### Prompt
Rewrite all of the rows below, renaming "Annotation task" to "Labeling job" wherever it occurs and leaving everything else unchanged.

### Data records
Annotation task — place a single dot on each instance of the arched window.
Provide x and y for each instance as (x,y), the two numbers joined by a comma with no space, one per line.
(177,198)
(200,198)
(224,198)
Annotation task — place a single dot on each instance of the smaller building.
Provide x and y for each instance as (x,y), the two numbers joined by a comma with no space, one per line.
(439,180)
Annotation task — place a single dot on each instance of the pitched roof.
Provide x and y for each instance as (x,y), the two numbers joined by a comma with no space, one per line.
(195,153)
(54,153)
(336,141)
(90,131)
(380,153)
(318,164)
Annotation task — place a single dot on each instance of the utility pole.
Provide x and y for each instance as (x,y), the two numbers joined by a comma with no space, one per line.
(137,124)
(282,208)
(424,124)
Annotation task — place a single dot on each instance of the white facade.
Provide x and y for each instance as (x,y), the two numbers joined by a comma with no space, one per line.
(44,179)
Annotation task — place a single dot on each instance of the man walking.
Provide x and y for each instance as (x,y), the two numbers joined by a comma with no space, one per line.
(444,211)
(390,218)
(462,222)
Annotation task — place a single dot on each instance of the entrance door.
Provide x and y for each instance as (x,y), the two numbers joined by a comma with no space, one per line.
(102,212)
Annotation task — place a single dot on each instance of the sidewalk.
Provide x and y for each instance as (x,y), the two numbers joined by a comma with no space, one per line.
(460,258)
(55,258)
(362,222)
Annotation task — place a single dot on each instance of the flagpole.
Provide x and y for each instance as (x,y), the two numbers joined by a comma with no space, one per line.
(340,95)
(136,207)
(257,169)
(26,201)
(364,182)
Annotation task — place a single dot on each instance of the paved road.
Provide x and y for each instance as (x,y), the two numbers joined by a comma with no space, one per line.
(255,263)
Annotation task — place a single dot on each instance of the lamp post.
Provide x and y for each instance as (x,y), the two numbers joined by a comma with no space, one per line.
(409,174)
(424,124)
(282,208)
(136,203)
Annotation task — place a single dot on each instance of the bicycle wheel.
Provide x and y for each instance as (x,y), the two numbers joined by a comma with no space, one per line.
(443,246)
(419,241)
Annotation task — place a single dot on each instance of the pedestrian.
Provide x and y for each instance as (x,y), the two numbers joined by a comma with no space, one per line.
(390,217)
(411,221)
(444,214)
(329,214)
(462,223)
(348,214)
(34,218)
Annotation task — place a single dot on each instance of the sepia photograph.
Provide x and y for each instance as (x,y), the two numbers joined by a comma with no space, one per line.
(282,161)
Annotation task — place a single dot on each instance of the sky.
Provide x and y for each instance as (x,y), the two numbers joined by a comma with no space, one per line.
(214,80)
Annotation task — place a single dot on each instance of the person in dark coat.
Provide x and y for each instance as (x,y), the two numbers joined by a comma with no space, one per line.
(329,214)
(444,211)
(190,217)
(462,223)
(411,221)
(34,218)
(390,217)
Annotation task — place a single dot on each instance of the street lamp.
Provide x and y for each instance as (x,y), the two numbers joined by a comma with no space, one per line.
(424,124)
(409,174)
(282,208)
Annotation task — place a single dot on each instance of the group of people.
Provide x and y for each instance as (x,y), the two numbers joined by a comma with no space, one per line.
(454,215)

### Task result
Labeling job — place a single dot on each instance of the arched window.
Provide x and y for each instance as (x,y), the two numbers joined by a comma with no space, one per line.
(177,198)
(200,198)
(224,198)
Labeling job — place a single dot on each instance of the smaller building.
Provide x and y for each instance as (x,y), the two numbers joined by a comma with no space, one per line.
(439,180)
Labeling job — place a single dot on each instance of the pitched roof.
Provide x and y for each instance as (x,y), the two numbers joined by a comma with no space, one per line.
(195,153)
(54,153)
(336,141)
(90,131)
(380,153)
(318,164)
Labeling job — place a single dot on each instance of the utility pole.
Provide x and y for each instance as (x,y), the two numbers joined by a comma with no space, one per line.
(137,124)
(282,208)
(424,124)
Labeling job — place a single dot on each instance of the white facade.
Provide x and y for each instance as (x,y), the two numbers joined by a comma with no space, one per line.
(44,179)
Labeling job — place a single dot on each instance of the man walking.
Provide x and y for each instance as (x,y), the two numbers joined by a comma with no space, one per line.
(444,211)
(390,218)
(462,222)
Labeling job — place a single dot on each instance of the entrance door.
Provide x and y for each instance as (x,y), the two numbers joined by a comma with no space, one per line.
(102,212)
Labeling job — place a single dot on each instance of the sidewalk.
Provide x and y for each instance as (x,y), the two numbers joined by a comma with no space, one per line.
(460,258)
(55,258)
(362,222)
Labeling job — place a single dot on each instance of the flagpole.
Provide x and y for each instance as (x,y), the two numbers joined by a comma with no space, one per line.
(340,95)
(136,207)
(257,169)
(26,201)
(364,182)
Labeling job — place a single dot on each instance of the paved road.
Provide x and y for each instance as (x,y), the two numbers joined by a comma with no space, one per line.
(255,263)
Labeling job — place a single dot on each instance of the lamp post.
Provide x and y for each instance as (x,y), the two numbers joined by a comma with no space, one per line.
(409,174)
(424,124)
(282,208)
(136,203)
Labeling job — place a single dot on each instance of the bicycle wheel.
Provide x and y for each instance as (x,y), the two numbers joined by a comma with no space, one per line.
(443,246)
(419,241)
Labeling job — place a single dot on each instance of the pedestrian.
Provide x and y for each instance as (x,y), the two numbers joined by a comma with no space, one per line.
(390,217)
(411,221)
(444,214)
(329,214)
(462,223)
(348,214)
(34,218)
Labeling job — place a single dot on each instance of the sepia photograph.
Provide x and y for each instance as (x,y), the two numbers joined by a comma with no space, one per line.
(282,161)
Labeling job — place a single dot on each instance of the sky.
Provide x and y for each instance as (x,y), the two numbers joined by a comma with no space, one per line.
(214,80)
Labeling job — place a single dot on each instance of the person in dark coat.
Provide x and y for each instance as (x,y), the two numbers joined by a comma with no space, one per line.
(329,214)
(444,211)
(190,217)
(462,223)
(411,221)
(34,218)
(390,217)
Labeling job — place a single dot on each instance of the street lamp.
Provide x and y for each instance as (x,y), the two numbers joined by a comma with no space, one per line.
(424,124)
(409,174)
(282,208)
Labeling job — place a single dot on each instance of the group of people.
Provide x and y for each instance as (x,y), the two numbers joined by a comma with no space, one per line.
(454,215)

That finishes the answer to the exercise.